The problem
Pull out every line from the entries below that contains the string "crest". Case must match.

Region annotation entries:
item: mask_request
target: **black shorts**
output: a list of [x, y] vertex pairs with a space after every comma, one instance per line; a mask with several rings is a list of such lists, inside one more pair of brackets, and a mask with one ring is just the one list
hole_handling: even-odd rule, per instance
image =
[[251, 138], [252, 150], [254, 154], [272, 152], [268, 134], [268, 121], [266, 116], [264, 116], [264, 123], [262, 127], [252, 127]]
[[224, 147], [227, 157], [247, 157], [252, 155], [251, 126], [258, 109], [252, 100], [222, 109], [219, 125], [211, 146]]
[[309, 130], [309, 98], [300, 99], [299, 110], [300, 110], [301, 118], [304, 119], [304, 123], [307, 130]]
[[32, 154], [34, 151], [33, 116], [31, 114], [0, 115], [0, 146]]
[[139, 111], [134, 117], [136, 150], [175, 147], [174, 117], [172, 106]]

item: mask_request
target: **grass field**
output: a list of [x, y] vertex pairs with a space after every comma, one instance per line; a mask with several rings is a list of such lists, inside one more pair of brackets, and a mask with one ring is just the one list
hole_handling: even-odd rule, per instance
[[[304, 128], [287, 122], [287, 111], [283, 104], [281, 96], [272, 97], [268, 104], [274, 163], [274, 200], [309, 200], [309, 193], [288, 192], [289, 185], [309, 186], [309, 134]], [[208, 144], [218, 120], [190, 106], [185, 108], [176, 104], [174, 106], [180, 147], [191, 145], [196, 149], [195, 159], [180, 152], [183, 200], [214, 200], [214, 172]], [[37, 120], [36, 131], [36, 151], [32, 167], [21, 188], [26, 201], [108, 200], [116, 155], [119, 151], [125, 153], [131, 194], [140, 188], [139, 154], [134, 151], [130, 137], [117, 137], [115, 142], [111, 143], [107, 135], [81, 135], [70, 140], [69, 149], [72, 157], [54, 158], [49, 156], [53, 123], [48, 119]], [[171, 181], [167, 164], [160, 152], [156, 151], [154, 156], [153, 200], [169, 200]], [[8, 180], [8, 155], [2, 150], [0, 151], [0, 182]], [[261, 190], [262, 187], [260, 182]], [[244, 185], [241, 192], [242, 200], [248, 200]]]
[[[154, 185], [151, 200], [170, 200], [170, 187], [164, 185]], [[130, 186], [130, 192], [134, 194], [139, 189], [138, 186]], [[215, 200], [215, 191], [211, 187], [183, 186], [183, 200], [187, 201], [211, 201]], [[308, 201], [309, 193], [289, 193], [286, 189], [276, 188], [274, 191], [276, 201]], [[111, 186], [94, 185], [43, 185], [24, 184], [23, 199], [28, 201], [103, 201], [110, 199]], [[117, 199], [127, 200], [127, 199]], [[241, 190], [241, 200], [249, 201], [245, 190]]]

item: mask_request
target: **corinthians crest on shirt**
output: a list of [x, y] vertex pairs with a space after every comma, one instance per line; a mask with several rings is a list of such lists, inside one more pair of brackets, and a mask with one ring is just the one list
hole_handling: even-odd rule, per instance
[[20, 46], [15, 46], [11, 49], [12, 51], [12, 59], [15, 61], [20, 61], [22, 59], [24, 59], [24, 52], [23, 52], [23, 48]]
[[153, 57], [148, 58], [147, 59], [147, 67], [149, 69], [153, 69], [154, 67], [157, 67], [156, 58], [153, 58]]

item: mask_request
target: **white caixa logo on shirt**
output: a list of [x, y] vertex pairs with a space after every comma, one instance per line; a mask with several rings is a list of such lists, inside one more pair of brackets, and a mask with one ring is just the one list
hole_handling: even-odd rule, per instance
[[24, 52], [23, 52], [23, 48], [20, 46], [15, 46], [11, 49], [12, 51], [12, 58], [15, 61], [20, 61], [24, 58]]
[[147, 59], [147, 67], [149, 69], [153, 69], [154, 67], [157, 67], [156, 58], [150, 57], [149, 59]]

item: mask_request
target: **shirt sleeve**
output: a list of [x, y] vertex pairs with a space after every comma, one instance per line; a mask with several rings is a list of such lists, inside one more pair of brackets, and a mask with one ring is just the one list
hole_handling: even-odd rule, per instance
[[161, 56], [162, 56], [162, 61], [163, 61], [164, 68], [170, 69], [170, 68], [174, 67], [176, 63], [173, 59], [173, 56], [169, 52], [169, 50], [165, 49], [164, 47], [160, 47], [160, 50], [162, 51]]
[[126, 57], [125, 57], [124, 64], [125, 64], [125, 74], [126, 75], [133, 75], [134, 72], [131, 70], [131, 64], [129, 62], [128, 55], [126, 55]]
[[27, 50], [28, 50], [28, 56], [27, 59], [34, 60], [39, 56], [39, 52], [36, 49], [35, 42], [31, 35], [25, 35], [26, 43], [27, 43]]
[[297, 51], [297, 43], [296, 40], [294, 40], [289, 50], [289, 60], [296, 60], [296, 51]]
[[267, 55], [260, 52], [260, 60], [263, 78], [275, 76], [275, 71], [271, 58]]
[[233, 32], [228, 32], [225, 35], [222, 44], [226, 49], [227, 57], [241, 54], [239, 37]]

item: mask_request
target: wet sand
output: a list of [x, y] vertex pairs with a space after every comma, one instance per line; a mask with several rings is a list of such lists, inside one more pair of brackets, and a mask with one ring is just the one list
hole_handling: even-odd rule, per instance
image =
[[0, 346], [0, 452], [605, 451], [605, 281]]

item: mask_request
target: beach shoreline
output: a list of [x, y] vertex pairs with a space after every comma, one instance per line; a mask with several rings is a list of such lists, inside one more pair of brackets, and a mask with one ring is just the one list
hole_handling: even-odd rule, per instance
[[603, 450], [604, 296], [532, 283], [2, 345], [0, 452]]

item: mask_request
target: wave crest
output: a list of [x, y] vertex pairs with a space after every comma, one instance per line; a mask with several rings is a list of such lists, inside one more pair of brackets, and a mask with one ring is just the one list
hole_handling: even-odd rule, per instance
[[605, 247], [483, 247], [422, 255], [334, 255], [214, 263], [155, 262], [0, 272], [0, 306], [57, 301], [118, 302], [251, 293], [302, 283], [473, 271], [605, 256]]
---
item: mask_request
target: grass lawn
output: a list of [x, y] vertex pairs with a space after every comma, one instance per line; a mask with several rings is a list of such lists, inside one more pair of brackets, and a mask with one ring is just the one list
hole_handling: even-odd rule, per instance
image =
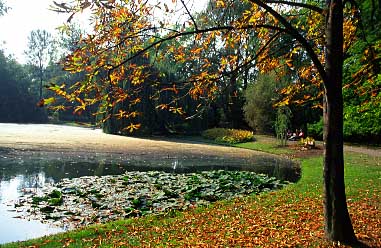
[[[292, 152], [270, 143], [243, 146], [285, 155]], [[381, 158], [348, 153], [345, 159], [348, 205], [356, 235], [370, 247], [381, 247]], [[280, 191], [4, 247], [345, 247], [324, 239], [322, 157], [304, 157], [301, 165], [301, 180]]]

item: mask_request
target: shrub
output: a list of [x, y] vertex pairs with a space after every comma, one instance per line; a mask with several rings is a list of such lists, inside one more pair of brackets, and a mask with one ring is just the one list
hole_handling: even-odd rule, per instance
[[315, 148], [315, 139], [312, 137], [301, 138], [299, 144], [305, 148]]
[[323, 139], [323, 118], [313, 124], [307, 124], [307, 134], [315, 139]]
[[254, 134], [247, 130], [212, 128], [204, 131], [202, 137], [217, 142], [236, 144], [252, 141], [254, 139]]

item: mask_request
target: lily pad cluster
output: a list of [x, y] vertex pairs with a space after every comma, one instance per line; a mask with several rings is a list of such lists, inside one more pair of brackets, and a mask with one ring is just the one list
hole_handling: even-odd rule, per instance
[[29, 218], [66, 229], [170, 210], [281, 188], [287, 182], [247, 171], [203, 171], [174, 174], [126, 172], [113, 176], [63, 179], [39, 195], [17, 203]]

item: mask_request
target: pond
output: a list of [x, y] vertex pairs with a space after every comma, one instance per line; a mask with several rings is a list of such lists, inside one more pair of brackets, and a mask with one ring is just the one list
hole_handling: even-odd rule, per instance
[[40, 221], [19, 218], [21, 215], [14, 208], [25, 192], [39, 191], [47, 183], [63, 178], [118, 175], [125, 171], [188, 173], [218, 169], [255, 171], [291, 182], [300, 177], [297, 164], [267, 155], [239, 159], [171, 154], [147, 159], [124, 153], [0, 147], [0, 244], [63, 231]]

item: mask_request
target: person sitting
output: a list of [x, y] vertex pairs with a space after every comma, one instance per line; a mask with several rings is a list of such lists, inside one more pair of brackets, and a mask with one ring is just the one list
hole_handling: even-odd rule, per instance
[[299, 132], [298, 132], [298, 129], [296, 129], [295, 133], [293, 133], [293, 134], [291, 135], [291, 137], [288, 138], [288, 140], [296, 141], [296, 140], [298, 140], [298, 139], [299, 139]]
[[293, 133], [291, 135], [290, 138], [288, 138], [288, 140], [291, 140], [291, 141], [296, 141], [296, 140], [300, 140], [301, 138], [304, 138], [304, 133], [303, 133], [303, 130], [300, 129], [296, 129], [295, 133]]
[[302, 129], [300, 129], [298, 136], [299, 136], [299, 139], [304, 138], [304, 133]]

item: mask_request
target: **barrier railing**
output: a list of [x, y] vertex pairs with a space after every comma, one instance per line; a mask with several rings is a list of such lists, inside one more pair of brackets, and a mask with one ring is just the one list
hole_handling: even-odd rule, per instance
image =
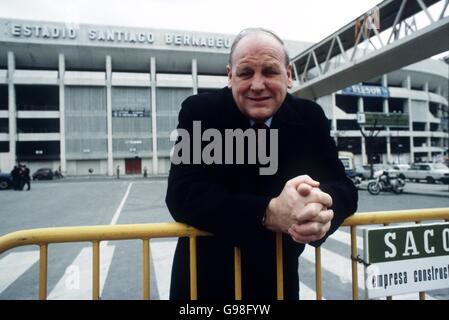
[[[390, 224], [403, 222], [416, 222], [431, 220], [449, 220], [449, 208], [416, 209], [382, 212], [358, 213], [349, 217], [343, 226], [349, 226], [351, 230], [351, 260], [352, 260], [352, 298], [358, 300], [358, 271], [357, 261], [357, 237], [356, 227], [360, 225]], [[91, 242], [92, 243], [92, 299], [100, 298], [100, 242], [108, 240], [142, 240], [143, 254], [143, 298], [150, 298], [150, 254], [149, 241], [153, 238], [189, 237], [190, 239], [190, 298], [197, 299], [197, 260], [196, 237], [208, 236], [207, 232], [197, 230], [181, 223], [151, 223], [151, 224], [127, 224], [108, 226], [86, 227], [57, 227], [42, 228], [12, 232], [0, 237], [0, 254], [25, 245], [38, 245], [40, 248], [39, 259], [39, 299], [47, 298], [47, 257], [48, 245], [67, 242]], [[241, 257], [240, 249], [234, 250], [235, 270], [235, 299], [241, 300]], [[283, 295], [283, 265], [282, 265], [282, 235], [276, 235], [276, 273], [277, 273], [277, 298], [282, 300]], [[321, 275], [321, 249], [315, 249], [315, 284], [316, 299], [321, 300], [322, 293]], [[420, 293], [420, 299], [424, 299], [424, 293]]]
...
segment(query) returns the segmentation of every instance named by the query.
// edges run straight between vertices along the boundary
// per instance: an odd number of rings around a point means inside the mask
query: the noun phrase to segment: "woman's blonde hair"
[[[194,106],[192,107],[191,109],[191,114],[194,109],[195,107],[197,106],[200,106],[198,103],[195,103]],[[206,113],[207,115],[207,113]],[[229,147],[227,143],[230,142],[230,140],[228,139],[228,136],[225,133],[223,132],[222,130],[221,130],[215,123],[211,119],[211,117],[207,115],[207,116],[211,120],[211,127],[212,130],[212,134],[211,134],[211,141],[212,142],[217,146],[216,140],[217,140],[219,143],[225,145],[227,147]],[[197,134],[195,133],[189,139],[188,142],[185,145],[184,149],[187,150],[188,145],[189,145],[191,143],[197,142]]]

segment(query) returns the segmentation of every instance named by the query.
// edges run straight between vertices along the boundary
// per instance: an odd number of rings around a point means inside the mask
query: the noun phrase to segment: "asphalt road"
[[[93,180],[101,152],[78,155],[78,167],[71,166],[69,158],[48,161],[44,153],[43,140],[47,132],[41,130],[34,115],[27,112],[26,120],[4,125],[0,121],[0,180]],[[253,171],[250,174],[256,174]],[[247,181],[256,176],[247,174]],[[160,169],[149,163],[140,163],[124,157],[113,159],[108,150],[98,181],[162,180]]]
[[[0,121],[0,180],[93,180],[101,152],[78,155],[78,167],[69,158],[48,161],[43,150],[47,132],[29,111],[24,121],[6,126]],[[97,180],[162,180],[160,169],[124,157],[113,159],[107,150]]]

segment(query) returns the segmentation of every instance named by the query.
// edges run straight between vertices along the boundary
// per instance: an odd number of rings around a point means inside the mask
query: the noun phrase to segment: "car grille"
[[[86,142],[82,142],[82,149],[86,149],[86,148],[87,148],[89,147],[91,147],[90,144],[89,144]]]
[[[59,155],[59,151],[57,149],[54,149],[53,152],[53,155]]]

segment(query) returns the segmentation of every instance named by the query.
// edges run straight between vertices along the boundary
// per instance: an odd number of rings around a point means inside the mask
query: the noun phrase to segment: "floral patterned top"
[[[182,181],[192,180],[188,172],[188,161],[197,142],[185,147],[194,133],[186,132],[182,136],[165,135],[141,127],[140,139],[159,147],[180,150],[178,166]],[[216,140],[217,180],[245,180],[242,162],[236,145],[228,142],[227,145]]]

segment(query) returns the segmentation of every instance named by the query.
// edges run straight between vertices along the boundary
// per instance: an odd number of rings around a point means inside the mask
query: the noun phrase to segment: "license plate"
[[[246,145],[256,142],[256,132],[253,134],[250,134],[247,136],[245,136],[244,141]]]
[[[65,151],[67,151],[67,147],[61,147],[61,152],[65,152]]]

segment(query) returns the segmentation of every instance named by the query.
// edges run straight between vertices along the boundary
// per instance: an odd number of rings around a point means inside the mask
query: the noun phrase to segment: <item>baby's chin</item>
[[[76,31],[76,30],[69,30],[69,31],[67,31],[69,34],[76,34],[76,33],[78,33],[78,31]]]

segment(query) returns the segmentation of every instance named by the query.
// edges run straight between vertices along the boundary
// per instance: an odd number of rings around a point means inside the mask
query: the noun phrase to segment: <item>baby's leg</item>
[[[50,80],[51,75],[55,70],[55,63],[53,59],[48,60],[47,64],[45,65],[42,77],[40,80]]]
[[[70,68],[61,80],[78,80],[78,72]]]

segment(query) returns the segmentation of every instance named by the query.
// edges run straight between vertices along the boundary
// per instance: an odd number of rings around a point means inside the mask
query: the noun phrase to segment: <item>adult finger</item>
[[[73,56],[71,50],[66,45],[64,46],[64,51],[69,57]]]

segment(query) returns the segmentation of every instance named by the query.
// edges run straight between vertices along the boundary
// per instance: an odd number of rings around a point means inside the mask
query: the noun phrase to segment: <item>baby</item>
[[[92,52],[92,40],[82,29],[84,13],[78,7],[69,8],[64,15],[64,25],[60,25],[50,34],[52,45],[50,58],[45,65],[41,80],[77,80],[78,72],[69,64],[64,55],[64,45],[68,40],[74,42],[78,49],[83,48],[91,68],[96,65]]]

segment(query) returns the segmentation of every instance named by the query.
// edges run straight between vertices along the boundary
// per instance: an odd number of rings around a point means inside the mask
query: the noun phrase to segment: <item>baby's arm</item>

Correct result
target: **corinthians crest on shirt**
target: wave crest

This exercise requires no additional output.